(Data from a pointing dataset)
[start]

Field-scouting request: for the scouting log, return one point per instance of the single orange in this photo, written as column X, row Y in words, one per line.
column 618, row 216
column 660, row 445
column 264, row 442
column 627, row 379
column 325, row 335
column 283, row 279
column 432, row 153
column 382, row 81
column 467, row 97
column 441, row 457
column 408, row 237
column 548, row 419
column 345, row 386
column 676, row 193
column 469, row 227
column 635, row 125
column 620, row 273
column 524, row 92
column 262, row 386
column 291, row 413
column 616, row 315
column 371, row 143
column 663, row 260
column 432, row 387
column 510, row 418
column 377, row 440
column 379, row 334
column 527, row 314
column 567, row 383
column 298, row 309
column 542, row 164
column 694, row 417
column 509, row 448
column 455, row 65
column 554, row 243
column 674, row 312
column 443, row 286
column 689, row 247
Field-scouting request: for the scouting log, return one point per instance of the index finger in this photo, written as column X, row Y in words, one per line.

[end]

Output every line of the data above without a single change.

Field-scouting request: for the scouting log, return one point per instance of the single orange in this photo, written as column X, row Y in words, one per line.
column 618, row 216
column 660, row 445
column 264, row 442
column 627, row 379
column 325, row 335
column 283, row 279
column 432, row 153
column 382, row 81
column 467, row 97
column 441, row 457
column 408, row 237
column 548, row 419
column 345, row 386
column 676, row 193
column 469, row 227
column 635, row 125
column 620, row 273
column 524, row 92
column 262, row 386
column 291, row 413
column 616, row 315
column 371, row 143
column 663, row 260
column 432, row 387
column 510, row 418
column 377, row 440
column 379, row 334
column 527, row 314
column 567, row 383
column 298, row 309
column 542, row 164
column 694, row 417
column 509, row 448
column 455, row 65
column 554, row 243
column 674, row 312
column 443, row 286
column 689, row 247
Field-scouting request: for the scouting log, return one point per instance of the index finger in this photo, written as column X, row Y in words, one per line.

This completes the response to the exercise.